Problems to solve:
1 > Answer these questions from the aquascaping thread, marking each answer (a), (b) or (c):
(a) How thick were the plywood panels used to build the stand?
(b) Why was the stand painted the color it is?
(c) If the driftwood floats, what might it be fixed to?
2 > Can you write out the aquascaping thread word for word, starting with "I understand where" and going on through "alto (6 Nov 2019)"?

Document excerpt:
____

Yes, i built the stand myself from 18mm plywood panels. They were glued first, then screwed, sealed, sanded, and painted.
I chose this color, because the cabinet standing next to it has the same color of doors.
If anyone is interested, this pdf has all the panels needed to build this.


----------



## MrStoffel (6 Nov 2019)

Yesterday i picked up some small rocks to create detail and i purchased a great piece of driftwood.
I will start soaking it this evening to see if it leeches a lot of tannins.
It is also quite large, so depending on its buoyancy i might have to fixate it to a piece of eggcrate and place the rocks on top to keep it in place.

I understand where both opinions concerning the hardscape are coming from. 
I do see the big difference allready between the first pictures and now with the big piece, and i just threw it on top of the rocks quickly to take a picture.
If anyone has an example of aquascapes with similar big pieces of wood, feel free to share them, it would be much appreciated.


----------



## alto (6 Nov 2019)

JEK said:


> I have to disagree with you there, I simply don't think anyone can make a "very nice" layout with only the materials we see in the pictures - unless it's Dutch style.  Sure you don't need huge ammounts like the trend is today, but those pieces of driftwood we see on the pictures are simply not large or interesting enough.

____

Given information:

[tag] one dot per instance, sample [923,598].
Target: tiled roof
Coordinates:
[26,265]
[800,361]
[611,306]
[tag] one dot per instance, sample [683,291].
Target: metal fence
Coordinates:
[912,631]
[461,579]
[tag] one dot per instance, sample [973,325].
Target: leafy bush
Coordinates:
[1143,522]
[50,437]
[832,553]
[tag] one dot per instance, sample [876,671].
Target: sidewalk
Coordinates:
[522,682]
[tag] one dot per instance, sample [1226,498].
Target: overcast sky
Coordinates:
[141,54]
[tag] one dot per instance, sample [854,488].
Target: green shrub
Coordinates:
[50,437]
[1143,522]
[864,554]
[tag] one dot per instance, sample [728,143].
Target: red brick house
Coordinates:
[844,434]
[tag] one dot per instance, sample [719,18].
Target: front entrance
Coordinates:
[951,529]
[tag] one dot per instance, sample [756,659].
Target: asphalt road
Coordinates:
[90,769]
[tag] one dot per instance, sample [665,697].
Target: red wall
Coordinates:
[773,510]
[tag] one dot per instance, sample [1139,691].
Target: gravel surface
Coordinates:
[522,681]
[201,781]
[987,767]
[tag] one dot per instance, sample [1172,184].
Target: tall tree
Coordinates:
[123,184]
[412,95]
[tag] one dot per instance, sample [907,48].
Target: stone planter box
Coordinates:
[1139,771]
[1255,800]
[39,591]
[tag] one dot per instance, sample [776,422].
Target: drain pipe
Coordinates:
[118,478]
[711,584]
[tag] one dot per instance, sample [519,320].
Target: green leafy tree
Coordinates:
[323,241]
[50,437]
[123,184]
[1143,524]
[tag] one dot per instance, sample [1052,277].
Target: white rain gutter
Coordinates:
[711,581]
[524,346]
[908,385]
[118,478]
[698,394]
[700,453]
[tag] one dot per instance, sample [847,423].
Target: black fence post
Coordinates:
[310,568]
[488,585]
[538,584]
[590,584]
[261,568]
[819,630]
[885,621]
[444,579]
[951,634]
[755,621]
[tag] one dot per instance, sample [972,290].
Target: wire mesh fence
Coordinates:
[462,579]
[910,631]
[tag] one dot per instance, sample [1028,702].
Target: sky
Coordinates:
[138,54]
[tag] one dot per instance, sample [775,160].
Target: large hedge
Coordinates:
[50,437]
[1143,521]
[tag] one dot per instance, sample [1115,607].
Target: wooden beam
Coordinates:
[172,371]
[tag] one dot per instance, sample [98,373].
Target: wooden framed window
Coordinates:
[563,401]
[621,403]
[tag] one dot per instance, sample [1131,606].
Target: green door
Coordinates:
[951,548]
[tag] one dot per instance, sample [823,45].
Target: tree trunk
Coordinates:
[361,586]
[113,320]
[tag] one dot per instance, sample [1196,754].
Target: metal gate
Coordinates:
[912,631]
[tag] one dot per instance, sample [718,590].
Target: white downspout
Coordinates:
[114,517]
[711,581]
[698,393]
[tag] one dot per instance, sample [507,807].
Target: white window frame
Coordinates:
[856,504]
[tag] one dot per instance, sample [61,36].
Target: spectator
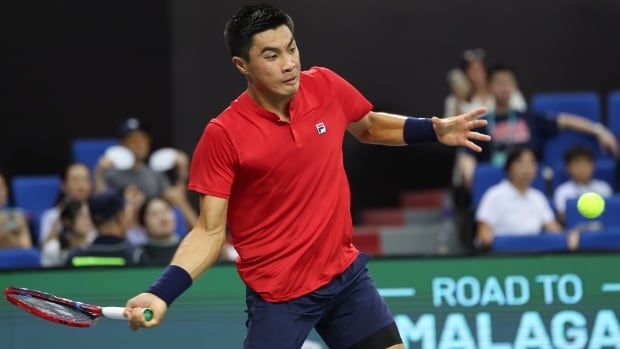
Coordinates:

____

Answers for this exercise:
1 >
(a) 18mm.
(b) Because the cabinet standing next to it has the same color of doors.
(c) A piece of eggcrate, with the rocks placed on top to keep it in place.

2 >
I understand where both opinions concerning the hardscape are coming from. 
I do see the big difference allready between the first pictures and now with the big piece, and i just threw it on top of the rocks quickly to take a picture.
If anyone has an example of aquascapes with similar big pieces of wood, feel free to share them, it would be much appreciated.


----------



## alto (6 Nov 2019)